* Goal: Give every line of all the records below as a numbered list, with any blank lines left out.

[START OF Available data]

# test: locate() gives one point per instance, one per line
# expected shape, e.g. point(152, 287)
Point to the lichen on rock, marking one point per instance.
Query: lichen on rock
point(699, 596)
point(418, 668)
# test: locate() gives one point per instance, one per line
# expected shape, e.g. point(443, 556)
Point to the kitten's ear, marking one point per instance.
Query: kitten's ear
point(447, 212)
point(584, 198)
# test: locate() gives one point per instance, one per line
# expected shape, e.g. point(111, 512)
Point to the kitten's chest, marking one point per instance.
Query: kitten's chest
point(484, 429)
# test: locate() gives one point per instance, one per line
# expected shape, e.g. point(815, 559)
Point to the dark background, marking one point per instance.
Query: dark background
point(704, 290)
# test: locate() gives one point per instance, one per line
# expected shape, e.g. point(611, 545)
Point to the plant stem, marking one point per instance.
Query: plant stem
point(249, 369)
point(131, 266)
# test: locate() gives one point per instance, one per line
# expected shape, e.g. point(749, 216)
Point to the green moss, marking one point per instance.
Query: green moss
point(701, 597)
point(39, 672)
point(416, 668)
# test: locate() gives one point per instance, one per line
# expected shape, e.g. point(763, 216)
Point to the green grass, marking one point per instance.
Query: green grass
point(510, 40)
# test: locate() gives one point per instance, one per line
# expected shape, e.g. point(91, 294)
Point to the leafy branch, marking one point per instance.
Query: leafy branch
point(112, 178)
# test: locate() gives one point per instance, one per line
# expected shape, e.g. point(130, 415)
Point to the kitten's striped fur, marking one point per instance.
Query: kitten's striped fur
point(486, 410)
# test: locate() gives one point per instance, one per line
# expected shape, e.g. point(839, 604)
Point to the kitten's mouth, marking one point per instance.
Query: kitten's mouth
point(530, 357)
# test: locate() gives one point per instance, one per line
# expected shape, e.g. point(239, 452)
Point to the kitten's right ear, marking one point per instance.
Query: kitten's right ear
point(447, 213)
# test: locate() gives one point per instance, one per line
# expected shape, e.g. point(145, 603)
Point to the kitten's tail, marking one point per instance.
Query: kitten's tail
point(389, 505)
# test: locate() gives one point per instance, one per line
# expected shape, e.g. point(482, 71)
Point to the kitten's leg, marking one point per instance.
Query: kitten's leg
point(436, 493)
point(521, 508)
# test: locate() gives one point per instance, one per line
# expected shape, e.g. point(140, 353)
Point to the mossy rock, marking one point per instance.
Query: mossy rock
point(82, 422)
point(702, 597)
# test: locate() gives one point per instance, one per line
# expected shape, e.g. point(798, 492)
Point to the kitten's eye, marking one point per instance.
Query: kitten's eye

[END OF Available data]

* Task output:
1. # test: locate() gives one point per instance, one per line
2. # expected shape, e.g. point(152, 287)
3. Point to the lichen on rock, marking one point per instance.
4. Query: lichen on rock
5. point(699, 596)
6. point(418, 668)
7. # test: locate() gives one point per instance, one per line
8. # expected shape, e.g. point(443, 556)
9. Point to the kitten's ear, marking one point per instance.
10. Query: kitten's ear
11. point(447, 212)
12. point(584, 198)
13. # test: locate() gives one point per instance, one per line
14. # expected shape, e.g. point(111, 512)
15. Point to the kitten's chest, marking one point per instance.
16. Query: kitten's chest
17. point(484, 429)
18. # test: locate() gives one point per instance, one per line
19. # expected shape, e.g. point(815, 559)
20. Point to the dark background, marking one point per instance.
21. Query: dark background
22. point(704, 290)
23. # test: locate() gives one point per instance, one per line
24. # expected shape, e.g. point(611, 545)
25. Point to the plant stem, marking one point per instance.
26. Query: plant stem
27. point(249, 369)
28. point(131, 266)
29. # test: locate() gives one point per instance, one per line
30. # expected shape, e.g. point(749, 216)
31. Point to the green moss, marking one point per instance.
32. Query: green moss
33. point(701, 597)
34. point(39, 672)
35. point(416, 668)
36. # test: locate() gives one point per instance, one per line
37. # expected shape, e.g. point(763, 216)
38. Point to the green grass, marking one point per instance.
39. Query: green grass
40. point(510, 40)
41. # test: locate() gives one point per instance, one per line
42. # expected shape, e.g. point(91, 294)
43. Point to the leafy branch, marking one point per instance.
44. Query: leafy branch
45. point(112, 178)
46. # test: locate() gives one point per instance, one per line
47. # expected shape, e.g. point(130, 415)
48. Point to the kitten's striped fur, marking one point per instance.
49. Query: kitten's striped fur
50. point(486, 410)
51. # test: locate() gives one point per instance, one per line
52. # expected shape, e.g. point(839, 604)
53. Point to the kitten's mouth, marking one point per instance.
54. Query: kitten's mouth
55. point(530, 357)
56. # test: locate() gives one point per instance, one per line
57. # expected shape, e.g. point(239, 452)
58. Point to the kitten's right ear, marking one point per instance.
59. Query: kitten's right ear
60. point(447, 213)
61. # test: locate() gives one point per instance, one per line
62. # expected shape, e.g. point(145, 603)
63. Point to the kitten's tail, marking one point per instance.
64. Query: kitten's tail
65. point(389, 505)
66. # test: locate() gives one point per instance, one per line
67. # expected shape, e.g. point(482, 71)
68. Point to the kitten's leg, marking one point per instance.
69. Query: kitten's leg
70. point(436, 493)
71. point(521, 508)
72. # test: locate() gives one point per instance, one per line
73. # expected shape, e.g. point(140, 353)
74. Point to the mossy rock, marking one point per instance.
75. Query: mossy rock
76. point(82, 422)
77. point(702, 597)
78. # test: locate() gives one point per instance, one per line
79. # expected shape, e.g. point(798, 492)
80. Point to the kitten's eye, marking one point per instance.
81. Query: kitten's eye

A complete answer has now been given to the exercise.